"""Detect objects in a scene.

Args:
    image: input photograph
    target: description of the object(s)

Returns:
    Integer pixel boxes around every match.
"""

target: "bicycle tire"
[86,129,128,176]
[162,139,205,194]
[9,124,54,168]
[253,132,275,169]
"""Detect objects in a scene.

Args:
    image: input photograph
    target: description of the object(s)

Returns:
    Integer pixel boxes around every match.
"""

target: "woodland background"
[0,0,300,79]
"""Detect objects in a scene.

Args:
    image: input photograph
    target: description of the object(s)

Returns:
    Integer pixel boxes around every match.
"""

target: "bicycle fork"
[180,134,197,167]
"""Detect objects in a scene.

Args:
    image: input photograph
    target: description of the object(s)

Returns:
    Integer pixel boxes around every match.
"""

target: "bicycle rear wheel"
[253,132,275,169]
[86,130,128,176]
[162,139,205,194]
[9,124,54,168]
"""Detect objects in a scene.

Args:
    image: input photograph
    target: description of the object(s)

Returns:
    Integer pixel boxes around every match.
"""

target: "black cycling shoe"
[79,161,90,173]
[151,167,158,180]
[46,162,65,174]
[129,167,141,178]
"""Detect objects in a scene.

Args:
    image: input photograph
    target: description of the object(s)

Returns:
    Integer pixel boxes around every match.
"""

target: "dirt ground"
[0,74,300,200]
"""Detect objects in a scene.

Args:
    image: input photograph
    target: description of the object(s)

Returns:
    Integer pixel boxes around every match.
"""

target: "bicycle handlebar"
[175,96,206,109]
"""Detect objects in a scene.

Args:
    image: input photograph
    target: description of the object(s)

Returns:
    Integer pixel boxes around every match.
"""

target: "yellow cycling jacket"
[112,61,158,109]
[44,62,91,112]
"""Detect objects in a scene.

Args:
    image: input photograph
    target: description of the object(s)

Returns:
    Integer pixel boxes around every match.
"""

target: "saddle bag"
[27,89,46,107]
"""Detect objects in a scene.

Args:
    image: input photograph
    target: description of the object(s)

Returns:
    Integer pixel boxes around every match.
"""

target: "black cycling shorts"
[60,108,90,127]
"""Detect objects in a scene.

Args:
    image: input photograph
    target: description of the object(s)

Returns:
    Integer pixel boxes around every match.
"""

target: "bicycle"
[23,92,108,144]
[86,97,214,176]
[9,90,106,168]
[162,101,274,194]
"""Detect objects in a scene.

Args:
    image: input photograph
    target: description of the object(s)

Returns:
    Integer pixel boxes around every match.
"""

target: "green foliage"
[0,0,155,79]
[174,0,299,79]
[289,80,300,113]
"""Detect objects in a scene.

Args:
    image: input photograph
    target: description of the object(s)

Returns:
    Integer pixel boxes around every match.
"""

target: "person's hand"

★ ★ ★

● Do this: Please filter the items above and copy every line that contains the string "bicycle". Case counts when matching.

● Task answer:
target: "bicycle tire"
target: "bicycle fork"
target: "bicycle rear wheel"
target: "bicycle handlebar"
target: "bicycle"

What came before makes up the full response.